Begin Data to use
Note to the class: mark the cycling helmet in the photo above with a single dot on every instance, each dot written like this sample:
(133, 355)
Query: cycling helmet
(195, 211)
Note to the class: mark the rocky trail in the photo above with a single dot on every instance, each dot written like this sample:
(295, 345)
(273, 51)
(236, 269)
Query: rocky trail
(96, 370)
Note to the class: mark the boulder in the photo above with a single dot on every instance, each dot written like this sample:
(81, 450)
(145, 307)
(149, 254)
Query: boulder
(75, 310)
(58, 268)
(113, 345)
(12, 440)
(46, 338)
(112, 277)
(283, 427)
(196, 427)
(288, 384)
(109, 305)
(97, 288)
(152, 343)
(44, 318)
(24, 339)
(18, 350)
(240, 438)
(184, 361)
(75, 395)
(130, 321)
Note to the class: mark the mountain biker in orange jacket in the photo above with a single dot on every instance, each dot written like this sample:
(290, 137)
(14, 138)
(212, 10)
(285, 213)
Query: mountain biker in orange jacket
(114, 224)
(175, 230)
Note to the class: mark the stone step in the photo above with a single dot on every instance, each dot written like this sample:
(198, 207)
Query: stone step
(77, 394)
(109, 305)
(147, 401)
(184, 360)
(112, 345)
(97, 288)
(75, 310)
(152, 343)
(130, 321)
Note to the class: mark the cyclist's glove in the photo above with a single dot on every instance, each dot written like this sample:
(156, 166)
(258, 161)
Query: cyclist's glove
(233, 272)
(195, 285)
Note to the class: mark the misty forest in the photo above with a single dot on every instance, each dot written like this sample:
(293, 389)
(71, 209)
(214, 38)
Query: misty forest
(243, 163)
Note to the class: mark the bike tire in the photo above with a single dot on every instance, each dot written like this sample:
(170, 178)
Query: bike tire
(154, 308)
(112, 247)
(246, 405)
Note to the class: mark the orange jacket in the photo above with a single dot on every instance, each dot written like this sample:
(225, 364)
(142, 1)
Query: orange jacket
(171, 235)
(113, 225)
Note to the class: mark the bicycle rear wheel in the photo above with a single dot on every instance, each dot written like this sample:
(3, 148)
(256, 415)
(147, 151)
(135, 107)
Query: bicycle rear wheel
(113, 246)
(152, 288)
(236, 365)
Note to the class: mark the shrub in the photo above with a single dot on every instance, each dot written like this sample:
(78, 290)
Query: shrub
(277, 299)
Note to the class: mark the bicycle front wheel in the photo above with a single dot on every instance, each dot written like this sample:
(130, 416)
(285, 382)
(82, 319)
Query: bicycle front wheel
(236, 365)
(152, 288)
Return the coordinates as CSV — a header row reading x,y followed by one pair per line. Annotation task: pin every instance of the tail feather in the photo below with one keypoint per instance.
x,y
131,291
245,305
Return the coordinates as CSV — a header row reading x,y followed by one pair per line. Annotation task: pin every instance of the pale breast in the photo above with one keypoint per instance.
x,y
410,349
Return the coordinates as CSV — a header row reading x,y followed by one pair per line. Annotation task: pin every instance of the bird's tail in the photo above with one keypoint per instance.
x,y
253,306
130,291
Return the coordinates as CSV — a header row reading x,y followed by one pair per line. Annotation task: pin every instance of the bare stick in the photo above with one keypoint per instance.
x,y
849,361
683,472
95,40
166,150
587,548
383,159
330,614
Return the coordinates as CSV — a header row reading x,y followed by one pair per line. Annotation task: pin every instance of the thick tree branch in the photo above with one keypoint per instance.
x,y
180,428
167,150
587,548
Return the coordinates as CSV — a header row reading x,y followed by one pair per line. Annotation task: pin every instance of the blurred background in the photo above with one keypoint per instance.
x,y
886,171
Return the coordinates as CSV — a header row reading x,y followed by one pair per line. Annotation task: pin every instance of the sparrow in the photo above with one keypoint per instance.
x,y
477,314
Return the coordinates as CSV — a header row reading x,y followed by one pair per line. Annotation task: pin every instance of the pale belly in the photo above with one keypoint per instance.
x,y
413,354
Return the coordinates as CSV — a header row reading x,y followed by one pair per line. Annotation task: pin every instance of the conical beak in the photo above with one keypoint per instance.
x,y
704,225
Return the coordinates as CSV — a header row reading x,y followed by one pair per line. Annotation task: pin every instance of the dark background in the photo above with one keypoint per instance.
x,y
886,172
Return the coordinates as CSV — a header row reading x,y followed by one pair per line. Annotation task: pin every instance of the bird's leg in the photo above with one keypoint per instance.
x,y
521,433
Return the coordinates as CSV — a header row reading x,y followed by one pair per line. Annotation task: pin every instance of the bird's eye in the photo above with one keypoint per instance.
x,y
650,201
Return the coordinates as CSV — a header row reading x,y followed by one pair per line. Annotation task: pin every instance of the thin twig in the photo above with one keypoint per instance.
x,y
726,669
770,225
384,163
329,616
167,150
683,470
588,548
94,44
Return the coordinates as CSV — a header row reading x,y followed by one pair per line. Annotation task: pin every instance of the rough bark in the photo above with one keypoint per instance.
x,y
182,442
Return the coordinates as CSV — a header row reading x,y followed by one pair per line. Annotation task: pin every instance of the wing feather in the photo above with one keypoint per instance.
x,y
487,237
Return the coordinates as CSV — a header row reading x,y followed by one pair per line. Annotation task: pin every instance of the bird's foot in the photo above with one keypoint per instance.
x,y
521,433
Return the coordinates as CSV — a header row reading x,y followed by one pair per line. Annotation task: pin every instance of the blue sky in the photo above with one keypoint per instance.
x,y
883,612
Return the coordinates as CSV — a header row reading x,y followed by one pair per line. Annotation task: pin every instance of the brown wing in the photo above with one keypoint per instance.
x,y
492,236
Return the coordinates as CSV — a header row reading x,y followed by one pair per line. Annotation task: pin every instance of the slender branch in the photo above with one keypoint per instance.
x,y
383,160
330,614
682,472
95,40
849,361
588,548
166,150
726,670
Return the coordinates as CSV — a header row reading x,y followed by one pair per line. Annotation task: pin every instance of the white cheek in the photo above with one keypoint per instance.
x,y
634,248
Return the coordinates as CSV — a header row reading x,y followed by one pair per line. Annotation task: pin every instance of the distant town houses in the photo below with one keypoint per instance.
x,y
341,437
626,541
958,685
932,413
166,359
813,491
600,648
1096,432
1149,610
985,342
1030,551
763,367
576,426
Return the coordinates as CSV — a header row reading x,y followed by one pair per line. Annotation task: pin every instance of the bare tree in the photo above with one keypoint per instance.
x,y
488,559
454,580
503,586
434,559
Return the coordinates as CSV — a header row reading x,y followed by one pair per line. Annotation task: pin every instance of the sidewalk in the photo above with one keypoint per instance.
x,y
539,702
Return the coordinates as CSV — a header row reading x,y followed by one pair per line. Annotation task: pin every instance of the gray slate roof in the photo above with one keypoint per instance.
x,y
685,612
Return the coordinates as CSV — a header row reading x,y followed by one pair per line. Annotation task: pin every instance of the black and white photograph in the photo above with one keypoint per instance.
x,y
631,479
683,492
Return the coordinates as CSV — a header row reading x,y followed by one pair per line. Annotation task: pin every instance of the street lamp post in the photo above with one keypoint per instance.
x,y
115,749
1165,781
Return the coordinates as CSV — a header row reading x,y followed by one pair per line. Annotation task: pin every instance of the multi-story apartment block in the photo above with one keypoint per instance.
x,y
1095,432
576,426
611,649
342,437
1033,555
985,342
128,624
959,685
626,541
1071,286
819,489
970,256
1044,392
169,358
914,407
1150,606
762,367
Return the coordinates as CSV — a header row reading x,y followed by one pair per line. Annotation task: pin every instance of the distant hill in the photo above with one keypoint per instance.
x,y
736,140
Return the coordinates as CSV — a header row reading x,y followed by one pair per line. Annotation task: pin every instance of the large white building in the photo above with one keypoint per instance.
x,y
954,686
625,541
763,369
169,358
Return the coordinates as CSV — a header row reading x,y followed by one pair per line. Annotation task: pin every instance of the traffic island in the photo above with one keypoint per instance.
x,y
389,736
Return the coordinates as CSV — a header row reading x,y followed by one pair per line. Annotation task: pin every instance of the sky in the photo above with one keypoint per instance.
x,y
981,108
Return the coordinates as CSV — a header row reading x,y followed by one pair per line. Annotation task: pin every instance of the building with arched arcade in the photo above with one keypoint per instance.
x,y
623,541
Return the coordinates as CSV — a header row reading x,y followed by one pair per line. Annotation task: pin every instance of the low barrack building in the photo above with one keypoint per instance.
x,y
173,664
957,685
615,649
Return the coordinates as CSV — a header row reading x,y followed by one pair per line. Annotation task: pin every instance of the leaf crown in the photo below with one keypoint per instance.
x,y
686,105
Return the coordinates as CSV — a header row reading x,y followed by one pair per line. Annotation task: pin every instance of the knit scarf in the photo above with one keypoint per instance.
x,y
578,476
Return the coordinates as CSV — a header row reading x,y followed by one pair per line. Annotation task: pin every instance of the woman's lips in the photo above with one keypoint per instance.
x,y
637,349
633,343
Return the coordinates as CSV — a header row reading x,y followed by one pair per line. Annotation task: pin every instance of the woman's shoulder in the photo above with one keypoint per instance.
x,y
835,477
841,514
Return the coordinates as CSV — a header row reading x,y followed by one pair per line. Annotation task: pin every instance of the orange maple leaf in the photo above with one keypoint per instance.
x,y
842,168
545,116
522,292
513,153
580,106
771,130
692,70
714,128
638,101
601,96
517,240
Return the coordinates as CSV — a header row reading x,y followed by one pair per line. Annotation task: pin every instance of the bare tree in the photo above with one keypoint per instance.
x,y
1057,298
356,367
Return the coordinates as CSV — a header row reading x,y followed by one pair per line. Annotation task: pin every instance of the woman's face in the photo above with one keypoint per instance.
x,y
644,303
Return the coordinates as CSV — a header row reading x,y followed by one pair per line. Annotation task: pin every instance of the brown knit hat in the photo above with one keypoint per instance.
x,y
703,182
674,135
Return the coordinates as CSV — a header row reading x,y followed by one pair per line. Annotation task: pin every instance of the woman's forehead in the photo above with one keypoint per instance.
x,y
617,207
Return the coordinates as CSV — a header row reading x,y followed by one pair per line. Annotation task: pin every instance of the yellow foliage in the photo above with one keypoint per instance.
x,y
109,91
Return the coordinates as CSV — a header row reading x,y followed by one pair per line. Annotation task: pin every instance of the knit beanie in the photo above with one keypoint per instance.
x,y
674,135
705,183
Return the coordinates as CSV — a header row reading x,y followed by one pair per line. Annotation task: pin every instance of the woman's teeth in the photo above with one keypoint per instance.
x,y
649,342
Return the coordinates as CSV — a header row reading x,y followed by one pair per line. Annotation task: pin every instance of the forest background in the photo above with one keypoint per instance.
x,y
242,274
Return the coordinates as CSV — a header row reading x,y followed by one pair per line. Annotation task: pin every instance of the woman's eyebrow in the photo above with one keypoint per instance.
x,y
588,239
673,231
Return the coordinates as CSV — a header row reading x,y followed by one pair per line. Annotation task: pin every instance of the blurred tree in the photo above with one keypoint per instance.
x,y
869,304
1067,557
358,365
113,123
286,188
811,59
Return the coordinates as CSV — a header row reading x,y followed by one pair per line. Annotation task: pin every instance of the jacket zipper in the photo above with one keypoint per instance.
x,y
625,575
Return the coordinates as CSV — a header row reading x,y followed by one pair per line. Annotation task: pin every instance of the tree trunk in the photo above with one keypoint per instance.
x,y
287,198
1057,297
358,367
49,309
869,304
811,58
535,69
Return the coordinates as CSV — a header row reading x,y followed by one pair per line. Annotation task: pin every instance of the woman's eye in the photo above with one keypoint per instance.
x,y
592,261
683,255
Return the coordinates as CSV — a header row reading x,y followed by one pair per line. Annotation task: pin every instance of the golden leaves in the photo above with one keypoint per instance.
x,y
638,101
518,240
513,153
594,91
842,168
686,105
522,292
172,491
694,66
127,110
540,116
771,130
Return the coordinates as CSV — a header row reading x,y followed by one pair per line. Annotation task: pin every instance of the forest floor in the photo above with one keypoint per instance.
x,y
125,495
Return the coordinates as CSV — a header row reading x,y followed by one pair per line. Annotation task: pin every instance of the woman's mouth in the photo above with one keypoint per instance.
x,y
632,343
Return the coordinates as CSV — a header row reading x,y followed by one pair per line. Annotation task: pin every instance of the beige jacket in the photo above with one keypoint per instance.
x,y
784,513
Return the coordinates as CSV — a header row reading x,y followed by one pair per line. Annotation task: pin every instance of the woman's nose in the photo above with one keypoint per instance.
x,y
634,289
End Data to use
● **Short task**
Locate "the blurred tree" in the material, then quote the line that contains it and all lines after it through the final one.

● **Exercise answer**
Return the coordinates as CSV — a header row reading x,y followed by one pair per line. Annotation task: pin every instance of the blurred tree in the photo above with one keypoint per instance.
x,y
869,304
1067,557
358,365
113,123
286,188
811,59
Return the coordinates as CSV — a header row reading x,y followed by one pair per line. Annotation task: pin every instance of the jacket zipper in the photo above with one keypoint per instance.
x,y
625,575
Return the coordinates as CSV — a header row reading x,y followed by one pair per line. Annotation task: pin every instance of the tree trunk in the photo above with one keypoint per instance.
x,y
287,198
1057,297
358,367
49,309
869,304
811,58
535,69
Return the coordinates as CSV — a header row reading x,y followed by one pair per line. Annotation task: pin every instance of the woman's eye in the photo above with one keypoint per instance.
x,y
592,261
683,255
Return the coordinates as CSV — a header row reading x,y followed by one pair per line. Annotation task: pin every instance of the golden leaves in the photo above with one keypoint per instance.
x,y
638,101
518,240
513,153
594,91
842,168
686,105
522,292
172,491
694,66
127,110
540,116
771,130
Return the coordinates as CSV — a header row reading x,y followed by one pair per line. Annotation task: pin every instance of the forest floor in the photo above with one keypoint per instance.
x,y
125,495
Return the coordinates as CSV — a header row reading x,y followed by one pair per line. Annotation task: pin every instance of the woman's mouth in the photo above with one keypoint per instance.
x,y
632,343
Return the coordinates as CSV — a header row reading x,y followed by one pair per line. Annotation task: pin every instance of the beige jacket in the photo above with one keypoint per instance.
x,y
784,513
Return the coordinates as CSV — a header row reading x,y followed by one pair per line. Annotation task: pin every instance of the woman's nose in the photo above with one keypoint per instance.
x,y
634,289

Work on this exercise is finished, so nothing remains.